**Поставленная задача A:** Перепишите строки данных, идущие ниже, начиная со строки с «locate the clear blue sky in the photo above» и до самого конца этих строк, вместе с запросами. При этом умножьте каждую координату точек в ответах на 1,8 и округлите до целых, половины в большую сторону.

Словом, свой принцип взаимодействия культур я бы рискнул сформулировать так: народы должны общаться через посредство своих рационализированных элит и прагматизированных периферий, а соприкосновение национальных тел, их культурных ядер желательно свести к минимуму. Любовь культур может быть только платонической: слишком тесное сближение тел обращает ее в отвращение.

Главные трудности межкультурного общения возникают тогда, когда в соприкосновение вступают массы. Ибо у массового человека есть опасная склонность судить каждую социальную группу по наиболее вредоносным ее представителям. Чтобы уменьшить страх одной культуры перед другой, нужно прежде всего изображать вызывающих тревогу соперников слабыми, страдающими, ибо сила всегда вызывает тревогу.

Если культура не обеспечивает человека иллюзией, что он является частью чего-то «самого-самого» прекрасного и справедливого, у него исчезает мотив ее защищать, приносить ей даже скромные жертвы. И тогда она обречена на поражение и распад. А принадлежащие ей люди обречены на ужас ничтожности перед бесконечно огромным и бесконечно равнодушным мирозданием. Ибо главная задача культуры и заключается в том, чтобы создать защитный слой иллюзий, ограждающих человека от осознания собственной мизерности. А потому каждой культуре, каждой вере необходим собственный уголок, где бы она ощущала себя безраздельной хозяйкой, где в ее подзащитных ничто не пробуждало бы разрушительный скепсис, где они, не опасаясь разоблачения, могли бы рассказывать друг другу красивые сказки про самих себя, про своих предков и потомков, — для этого нужно по мере сил избегать культурных и метафизических коммуналок. Однако сегодняшняя глобализация творит подобные коммуналки в невиданных прежде масштабах, а потому избежать столкновения упрощенных культурных ядер — столкновения массовых иллюзий — в пределах одной страны уже практически невозможно.

Каждый человек хотя бы у себя дома желает ощущать себя самым мудрым, самым справедливым и самым уважаемым. Такое возможно лишь в отдельной квартире, но никак не в коммунальной. И современный терроризм в какой-то мере может быть уподоблен высокоидейной коммунальной склоке. Культуры, готов повторять снова и снова, обогащают друг друга только на расстоянии, когда каждая добровольно берет у другой то, что ей по душе. Вспомним, как мы любили Запад издалека, как гонялись за Ремарком и Хемингуэем, как почти подпольно развивали джаз и переименовывали улицу Ленина в Бродвей! И какую настороженность, а то и вражду стал вызывать «американский образ жизни», когда россияне начали угадывать за его проникновением в свою культурную среду пренебрежение и принуждение…

Однако притормозить культурную экспансию хотя и трудно, но все-таки возможно, когда речь идет о культурах, разделенных государственными границами (впрочем, мировое сообщество тоже мало озабочено принципом культурного невмешательства). А вот как быть с культурами, оказавшимися в пределах одного государства вследствие завоеваний или миграций?

**Поставленная задача B:** Допишите продолжение текста о взаимодействии культур, начав сразу после его последнего предложения.

**Данные для обработки:**
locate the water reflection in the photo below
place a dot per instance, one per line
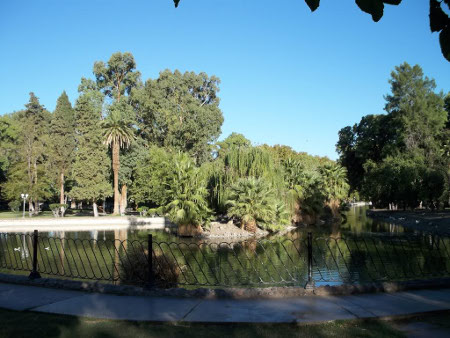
(375, 253)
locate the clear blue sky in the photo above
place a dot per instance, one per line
(288, 76)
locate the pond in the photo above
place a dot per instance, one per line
(358, 250)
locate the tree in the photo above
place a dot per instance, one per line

**Ответ на задание A:**
locate the clear blue sky in the photo above
place a dot per instance, one per line
(518, 137)
locate the pond in the photo above
place a dot per instance, one per line
(644, 450)
locate the tree in the photo above
place a dot per instance, one per line

**Ответ на задание B:**
В своем стремлении дискредитировать национальные чувства, рационалистическая мысль стремится их представить бессмысленной ненавистью ко всему непохожему, Другому — как будто источником вражды являются различия. Но кто когда-нибудь слышал о вражде между блондинами и брюнетами? Между бегунами и штангистами? А различия между мужчинами и женщинами наоборот влекут их друг к другу. Потому что источником вражды является только конкуренция, и прежде всего это борьба за звание самого красивого, самого мудрого, самого благородного, самого древнего, самого многострадального народа в подлунном мире.

И уничтожить эту борьбу за первенство невозможно, можно разве что добиваться первенства в разных сферах. Уверяя себя, только про себя, а не вслух, что именно твоя-то сфера и есть самая главная. Так чемпион по бегу свысока поглядывает на чемпиона по штанге, тот платит ему полной взаимностью, и в результате все довольны, пренебрегая ироническим взглядом чемпиона по шахматам. Это разделение и следует оберегать, не замахиваясь на невозможное — на дружбу народов: индивиды разных национальностей могут дружить сколько угодно, но народы дружить не могут, ибо их порождает стремление не к равенству, а к избранности.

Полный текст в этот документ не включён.